What to produce >>
Report the count of lines in the records that contain "green", without any added text.

[Start of section]

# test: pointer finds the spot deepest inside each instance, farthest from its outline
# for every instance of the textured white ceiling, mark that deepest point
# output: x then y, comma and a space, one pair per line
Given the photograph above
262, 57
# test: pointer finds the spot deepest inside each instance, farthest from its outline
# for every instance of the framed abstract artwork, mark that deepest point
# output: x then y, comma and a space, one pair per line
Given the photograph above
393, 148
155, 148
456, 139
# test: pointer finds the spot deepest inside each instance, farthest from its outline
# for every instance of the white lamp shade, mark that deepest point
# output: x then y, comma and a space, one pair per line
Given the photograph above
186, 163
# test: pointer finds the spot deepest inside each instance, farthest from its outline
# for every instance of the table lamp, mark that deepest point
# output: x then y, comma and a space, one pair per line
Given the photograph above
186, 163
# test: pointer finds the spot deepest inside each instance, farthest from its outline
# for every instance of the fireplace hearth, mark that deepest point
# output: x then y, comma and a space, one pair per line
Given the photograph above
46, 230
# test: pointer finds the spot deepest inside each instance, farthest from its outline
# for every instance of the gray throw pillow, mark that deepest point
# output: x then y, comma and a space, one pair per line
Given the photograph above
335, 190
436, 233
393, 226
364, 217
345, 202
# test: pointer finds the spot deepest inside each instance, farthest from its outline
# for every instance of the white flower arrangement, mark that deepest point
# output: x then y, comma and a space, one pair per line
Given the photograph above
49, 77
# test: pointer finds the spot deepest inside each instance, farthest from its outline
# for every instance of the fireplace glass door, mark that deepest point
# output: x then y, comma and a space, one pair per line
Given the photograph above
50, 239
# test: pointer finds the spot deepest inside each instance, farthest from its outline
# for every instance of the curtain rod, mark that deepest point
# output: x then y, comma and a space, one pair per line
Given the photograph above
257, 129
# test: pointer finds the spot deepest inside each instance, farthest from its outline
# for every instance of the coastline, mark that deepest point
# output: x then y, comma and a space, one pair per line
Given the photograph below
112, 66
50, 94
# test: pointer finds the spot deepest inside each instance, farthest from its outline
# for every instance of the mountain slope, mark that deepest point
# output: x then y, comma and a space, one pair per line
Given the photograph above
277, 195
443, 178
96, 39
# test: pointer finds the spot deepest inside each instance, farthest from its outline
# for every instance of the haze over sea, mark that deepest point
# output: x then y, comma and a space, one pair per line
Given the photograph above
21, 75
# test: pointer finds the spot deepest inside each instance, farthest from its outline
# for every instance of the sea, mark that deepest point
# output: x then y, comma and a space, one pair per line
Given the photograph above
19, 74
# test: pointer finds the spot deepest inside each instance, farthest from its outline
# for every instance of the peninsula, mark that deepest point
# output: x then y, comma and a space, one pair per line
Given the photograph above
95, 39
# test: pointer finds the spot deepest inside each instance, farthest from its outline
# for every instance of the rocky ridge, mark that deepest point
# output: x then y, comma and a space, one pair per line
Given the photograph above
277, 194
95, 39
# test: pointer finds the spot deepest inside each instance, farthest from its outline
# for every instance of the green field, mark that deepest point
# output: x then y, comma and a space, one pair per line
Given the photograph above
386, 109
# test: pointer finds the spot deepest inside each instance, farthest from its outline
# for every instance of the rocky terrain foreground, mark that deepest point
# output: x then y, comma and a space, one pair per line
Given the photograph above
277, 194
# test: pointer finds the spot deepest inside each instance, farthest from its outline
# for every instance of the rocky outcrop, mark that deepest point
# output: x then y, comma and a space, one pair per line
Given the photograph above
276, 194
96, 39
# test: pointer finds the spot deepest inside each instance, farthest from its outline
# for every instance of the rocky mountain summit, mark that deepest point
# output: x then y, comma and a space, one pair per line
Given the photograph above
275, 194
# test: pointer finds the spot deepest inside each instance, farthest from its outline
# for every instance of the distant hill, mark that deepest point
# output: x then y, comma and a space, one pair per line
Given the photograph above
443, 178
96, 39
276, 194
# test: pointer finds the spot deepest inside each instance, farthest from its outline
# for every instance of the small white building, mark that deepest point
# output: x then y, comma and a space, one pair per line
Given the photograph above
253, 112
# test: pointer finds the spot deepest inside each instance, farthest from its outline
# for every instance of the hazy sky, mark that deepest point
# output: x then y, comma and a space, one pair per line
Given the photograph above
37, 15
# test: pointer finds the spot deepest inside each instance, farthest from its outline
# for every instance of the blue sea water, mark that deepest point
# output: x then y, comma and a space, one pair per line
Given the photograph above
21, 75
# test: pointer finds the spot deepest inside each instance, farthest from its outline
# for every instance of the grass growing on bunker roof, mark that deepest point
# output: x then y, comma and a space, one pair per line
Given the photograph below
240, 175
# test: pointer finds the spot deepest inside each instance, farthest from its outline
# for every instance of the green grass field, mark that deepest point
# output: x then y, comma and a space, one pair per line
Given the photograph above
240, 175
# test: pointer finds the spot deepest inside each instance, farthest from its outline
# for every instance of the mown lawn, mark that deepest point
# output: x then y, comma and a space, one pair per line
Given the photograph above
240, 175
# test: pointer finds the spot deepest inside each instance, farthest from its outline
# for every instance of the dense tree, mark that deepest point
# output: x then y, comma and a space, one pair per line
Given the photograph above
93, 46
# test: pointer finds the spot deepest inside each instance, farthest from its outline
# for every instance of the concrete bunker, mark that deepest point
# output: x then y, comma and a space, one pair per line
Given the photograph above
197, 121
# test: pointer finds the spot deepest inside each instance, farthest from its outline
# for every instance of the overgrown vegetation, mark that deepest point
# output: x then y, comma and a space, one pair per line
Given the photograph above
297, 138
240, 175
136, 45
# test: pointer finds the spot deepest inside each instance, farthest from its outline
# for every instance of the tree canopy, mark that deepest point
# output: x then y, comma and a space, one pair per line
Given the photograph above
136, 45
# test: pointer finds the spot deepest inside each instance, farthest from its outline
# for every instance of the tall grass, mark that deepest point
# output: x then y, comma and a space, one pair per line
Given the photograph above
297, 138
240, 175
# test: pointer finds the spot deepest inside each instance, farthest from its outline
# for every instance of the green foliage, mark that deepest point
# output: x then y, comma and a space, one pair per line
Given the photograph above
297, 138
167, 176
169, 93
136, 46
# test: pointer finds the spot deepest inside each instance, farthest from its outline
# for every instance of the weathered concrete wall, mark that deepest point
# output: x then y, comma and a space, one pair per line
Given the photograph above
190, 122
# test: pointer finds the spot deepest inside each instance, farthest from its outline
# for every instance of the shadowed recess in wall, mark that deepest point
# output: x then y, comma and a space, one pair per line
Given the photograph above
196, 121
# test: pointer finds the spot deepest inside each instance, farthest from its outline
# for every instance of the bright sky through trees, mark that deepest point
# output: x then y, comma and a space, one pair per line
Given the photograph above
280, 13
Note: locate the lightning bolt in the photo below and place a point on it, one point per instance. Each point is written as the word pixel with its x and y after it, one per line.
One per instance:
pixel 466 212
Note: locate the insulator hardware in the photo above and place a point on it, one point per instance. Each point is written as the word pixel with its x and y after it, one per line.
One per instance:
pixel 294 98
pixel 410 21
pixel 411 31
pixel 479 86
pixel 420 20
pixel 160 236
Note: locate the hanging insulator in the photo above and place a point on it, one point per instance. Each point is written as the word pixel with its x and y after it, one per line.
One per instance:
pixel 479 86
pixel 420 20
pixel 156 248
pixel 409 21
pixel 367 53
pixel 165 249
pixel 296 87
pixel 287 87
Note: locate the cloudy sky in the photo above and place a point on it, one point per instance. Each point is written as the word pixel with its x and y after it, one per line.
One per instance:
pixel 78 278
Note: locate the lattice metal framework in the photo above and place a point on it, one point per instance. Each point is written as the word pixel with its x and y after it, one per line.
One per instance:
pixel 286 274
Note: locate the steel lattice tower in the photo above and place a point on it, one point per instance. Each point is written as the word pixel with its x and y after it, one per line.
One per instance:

[End of section]

Task result >>
3